<<<<
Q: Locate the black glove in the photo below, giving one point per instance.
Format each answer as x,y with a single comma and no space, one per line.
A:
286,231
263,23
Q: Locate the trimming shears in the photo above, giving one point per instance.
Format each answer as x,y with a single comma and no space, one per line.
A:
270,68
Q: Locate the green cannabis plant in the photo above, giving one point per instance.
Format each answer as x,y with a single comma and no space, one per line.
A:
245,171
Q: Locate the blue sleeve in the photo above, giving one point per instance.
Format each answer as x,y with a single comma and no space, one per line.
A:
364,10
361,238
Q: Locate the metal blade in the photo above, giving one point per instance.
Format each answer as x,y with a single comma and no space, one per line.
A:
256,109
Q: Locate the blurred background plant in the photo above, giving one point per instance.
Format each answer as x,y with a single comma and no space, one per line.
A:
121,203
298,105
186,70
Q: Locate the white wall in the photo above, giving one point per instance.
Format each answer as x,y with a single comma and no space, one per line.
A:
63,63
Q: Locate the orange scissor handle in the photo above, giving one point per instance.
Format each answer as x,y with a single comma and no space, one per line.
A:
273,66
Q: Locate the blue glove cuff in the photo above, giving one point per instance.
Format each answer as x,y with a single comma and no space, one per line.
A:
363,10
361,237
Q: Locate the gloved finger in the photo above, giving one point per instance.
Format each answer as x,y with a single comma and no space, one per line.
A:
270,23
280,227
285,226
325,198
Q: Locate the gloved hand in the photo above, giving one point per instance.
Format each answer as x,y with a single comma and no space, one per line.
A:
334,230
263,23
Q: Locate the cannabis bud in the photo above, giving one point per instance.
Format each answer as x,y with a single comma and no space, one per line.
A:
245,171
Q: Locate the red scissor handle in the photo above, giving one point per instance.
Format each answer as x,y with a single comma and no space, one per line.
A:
>>>>
TRY IT:
From the preceding material, extract every line exactly.

EXERCISE ANSWER:
Q: Locate the black glove in the photo below, giving one point per instance.
Format each answer as x,y with a single comma and no space, one per line.
A:
286,231
263,23
Q: Locate the trimming shears in the photo above, giving one point per instance.
Format each answer as x,y with a single comma and no space, one per line.
A:
270,68
Q: Locate the green cannabis plant in the photo above, giving one point per instance.
Format each answer as x,y with a single comma and no space, one per line.
A:
245,171
Q: Locate the blue sleeve in the photo above, giving one point per instance.
Format each answer as x,y with a single comma and no space, one per line.
A:
364,10
361,238
Q: Locate the metal blade in the photo above, giving one point per instance.
Format each answer as x,y with a single comma and no space, one per line.
A:
256,109
Q: Locate the blurred background plant in the photo above, giving one point per instance.
Format each answer as x,y with a single comma and no space, one per line.
A:
121,203
298,105
186,70
Q: Locate the white wall in the photo above, giving one point per instance.
Format each answer as x,y with a single comma and no space, one per line.
A:
63,63
Q: Locate the orange scissor handle in the photo above, giving one point per instance.
Format each answer as x,y with a single comma and no space, one per line.
A:
273,66
Q: Locate the blue glove cuff in the photo above, giving one point per instance.
Format each answer as x,y with a single comma and no space, one per line.
A:
363,10
361,237
Q: Locate the gloved finger in the photo above, giving one point per instance.
Format each answer as x,y with a single comma and no space, one per line.
A:
270,23
280,227
285,226
325,198
Q: Locate the gloved hand in the photo above, giving one point per instance.
Format each answer as x,y with a single comma and no space, one per line.
A:
334,230
263,23
Q: Locate the cannabis bud in the photo above, giving one point per instance.
Format each answer as x,y with a single comma and no space, one per line.
A:
245,171
Q: Locate the red scissor handle in the photo above, giving one point per instance.
Format each answer as x,y with a single comma and no space, one per line.
A:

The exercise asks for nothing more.